(Provided text Opens)

Closer to the ground, what is this as we leave the ‘Ultimate’ servo. Is that an old long wheel base Datsun? could be. See the generic photo of the yellow one below. bends a bit different. If this belongs to one of the attendants I spoke to, they are probably still debating the virgin diesel.

Curbside Classic: 1972-79 Datsun 620 Long Bed – The Long, The Short And The Ugly | Curbside Classic.
Ugly? Well they said it. I didn’t.

 

Freedom! Vote 1 United Australia Party?

Oh, please. Are you blatantly trying to capitalise on the current  hoo-ha of the chanting twats, or do you still have a weak spot for Braveheart and Mel Gibson? Freedom? It should be Freedumb!

Lots of trains here but …

… This one forgot it’s carriages.

… and this one isn’t even a train.

It’s a car with rail wheels.

Lot’s of places we would like to go and spend the day, …. like …

… the Raglan Tavern.

Let’s play, ‘Identify that moth.’ No Let’s not.

(Provided text Closes)
(Record extracts Opens)

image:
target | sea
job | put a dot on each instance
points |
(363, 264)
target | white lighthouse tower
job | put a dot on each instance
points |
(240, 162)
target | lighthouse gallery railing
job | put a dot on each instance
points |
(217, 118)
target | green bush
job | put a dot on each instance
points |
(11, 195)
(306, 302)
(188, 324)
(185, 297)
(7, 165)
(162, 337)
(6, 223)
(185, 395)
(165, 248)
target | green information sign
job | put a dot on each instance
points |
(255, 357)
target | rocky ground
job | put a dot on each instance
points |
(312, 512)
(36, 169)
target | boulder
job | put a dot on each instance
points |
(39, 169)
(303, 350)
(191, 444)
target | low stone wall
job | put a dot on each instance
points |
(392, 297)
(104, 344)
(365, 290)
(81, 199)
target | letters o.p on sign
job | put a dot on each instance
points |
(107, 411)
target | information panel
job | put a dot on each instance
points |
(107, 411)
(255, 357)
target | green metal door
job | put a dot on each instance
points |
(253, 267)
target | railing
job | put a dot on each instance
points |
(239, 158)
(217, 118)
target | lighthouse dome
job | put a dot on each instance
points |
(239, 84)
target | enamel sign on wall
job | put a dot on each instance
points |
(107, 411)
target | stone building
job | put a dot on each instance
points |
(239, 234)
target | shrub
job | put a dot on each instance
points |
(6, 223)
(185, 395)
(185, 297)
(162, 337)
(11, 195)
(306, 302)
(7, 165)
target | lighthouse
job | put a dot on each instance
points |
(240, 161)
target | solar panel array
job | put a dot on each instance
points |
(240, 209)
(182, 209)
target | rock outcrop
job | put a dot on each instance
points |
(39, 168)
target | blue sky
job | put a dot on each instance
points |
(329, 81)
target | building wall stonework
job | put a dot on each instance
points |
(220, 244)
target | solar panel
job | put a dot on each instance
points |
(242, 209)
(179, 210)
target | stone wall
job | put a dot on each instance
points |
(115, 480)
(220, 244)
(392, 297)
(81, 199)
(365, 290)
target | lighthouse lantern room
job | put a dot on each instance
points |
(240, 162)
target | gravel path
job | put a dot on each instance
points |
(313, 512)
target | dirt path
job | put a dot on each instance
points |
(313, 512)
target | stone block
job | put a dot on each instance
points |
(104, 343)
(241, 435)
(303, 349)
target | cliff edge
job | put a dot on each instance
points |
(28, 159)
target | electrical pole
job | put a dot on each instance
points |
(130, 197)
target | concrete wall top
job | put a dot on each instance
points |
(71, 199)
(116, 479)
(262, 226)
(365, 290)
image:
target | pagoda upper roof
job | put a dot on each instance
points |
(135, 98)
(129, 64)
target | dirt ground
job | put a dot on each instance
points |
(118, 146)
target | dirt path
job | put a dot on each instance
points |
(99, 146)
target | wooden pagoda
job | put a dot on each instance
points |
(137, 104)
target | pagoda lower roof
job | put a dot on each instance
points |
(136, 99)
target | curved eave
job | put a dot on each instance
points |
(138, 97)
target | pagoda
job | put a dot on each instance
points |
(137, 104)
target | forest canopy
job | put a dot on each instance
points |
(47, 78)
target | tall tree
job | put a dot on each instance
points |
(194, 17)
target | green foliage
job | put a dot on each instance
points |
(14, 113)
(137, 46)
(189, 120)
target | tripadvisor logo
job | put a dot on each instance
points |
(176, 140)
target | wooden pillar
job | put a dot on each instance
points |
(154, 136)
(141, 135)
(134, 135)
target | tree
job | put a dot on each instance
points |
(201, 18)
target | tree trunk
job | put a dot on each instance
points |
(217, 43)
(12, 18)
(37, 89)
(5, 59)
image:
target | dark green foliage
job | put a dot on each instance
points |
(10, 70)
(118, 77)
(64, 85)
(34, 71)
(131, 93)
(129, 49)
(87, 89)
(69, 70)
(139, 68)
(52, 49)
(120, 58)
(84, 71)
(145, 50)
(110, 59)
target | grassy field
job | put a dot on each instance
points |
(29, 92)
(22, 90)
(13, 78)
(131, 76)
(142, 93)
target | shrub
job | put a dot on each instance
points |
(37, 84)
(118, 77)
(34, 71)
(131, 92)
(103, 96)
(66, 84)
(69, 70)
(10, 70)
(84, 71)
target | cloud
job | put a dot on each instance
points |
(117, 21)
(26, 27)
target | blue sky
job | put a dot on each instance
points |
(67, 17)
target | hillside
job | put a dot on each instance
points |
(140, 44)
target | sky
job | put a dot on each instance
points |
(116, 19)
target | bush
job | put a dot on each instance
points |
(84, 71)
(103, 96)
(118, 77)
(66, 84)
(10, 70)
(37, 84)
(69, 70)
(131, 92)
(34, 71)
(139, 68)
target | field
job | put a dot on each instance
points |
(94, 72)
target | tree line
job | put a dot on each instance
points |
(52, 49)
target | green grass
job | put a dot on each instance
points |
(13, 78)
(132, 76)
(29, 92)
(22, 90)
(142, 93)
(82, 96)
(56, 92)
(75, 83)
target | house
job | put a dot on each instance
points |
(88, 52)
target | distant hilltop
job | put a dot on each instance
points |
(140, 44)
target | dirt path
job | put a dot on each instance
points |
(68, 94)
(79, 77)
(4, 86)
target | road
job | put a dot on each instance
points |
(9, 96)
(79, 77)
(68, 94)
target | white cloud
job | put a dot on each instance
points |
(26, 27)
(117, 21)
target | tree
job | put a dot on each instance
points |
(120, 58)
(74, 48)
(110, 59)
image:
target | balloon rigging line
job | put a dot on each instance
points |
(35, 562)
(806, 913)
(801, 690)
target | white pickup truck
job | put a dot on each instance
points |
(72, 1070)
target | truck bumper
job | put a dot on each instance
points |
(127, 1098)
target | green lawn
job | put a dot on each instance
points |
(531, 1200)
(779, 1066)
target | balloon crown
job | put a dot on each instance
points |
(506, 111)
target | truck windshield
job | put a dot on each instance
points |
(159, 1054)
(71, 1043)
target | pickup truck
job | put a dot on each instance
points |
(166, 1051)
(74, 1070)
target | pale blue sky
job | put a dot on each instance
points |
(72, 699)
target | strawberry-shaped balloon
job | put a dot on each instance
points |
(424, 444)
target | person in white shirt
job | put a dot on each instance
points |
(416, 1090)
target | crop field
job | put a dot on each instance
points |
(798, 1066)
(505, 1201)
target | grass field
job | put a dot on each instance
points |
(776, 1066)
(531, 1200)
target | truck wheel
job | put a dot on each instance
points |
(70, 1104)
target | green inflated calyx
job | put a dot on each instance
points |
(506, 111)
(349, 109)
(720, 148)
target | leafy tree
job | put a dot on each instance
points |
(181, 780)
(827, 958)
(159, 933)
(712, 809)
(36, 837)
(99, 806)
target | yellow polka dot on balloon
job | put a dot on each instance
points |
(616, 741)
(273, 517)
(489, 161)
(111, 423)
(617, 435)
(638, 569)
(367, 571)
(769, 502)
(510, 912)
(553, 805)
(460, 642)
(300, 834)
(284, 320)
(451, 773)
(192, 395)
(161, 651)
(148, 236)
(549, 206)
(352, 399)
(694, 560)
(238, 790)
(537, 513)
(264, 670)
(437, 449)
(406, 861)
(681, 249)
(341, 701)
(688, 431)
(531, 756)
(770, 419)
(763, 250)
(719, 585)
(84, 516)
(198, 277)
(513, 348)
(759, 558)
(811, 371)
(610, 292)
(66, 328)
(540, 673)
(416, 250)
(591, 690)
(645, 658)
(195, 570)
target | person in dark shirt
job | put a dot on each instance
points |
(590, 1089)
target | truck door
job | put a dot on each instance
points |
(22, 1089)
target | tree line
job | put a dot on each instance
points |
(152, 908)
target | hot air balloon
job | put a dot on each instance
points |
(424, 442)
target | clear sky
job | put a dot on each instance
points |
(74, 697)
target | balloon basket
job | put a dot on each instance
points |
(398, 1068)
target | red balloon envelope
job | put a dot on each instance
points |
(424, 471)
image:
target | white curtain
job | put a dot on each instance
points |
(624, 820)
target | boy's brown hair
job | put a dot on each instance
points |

(Record extracts Closes)

Exercise requirements:
Pick up the road-trip blog post from where it stops and continue it.

Task response:
We stopped here for a coffee. The coffee was OK but the floor show was better. I don’t think the guy jack knifed at the bowser with the fifth wheeler had ever driven before. It took him three shots to get to this unworkable position. I guess it didn’t help with double trailers zigging and zagging around him. He ended up giving up and I saw him parked around the side in deep thought. He just needed a longer hose on the pump. About 20 metres would be ideal.

Now this guy should be happy he survived the operation. I am sure he must have had a lobotomy.

What makes me think that? Look carefully. He has crossed a double line to overtake me just 50 metres from an overtaking lane. If he had waited say, 15 seconds, I would have swung into the slow left lane and he could have sailed straight past me without even turning the steering wheel. He is a major BDM. (Brain Dead Moron)

Now, to Miriam Vale. A lovely little, old, neat, appealing town. It has a free camp with a dump point and a short (3 minute) walk to a public toilet.

Then we spot this through a window in a little arcade.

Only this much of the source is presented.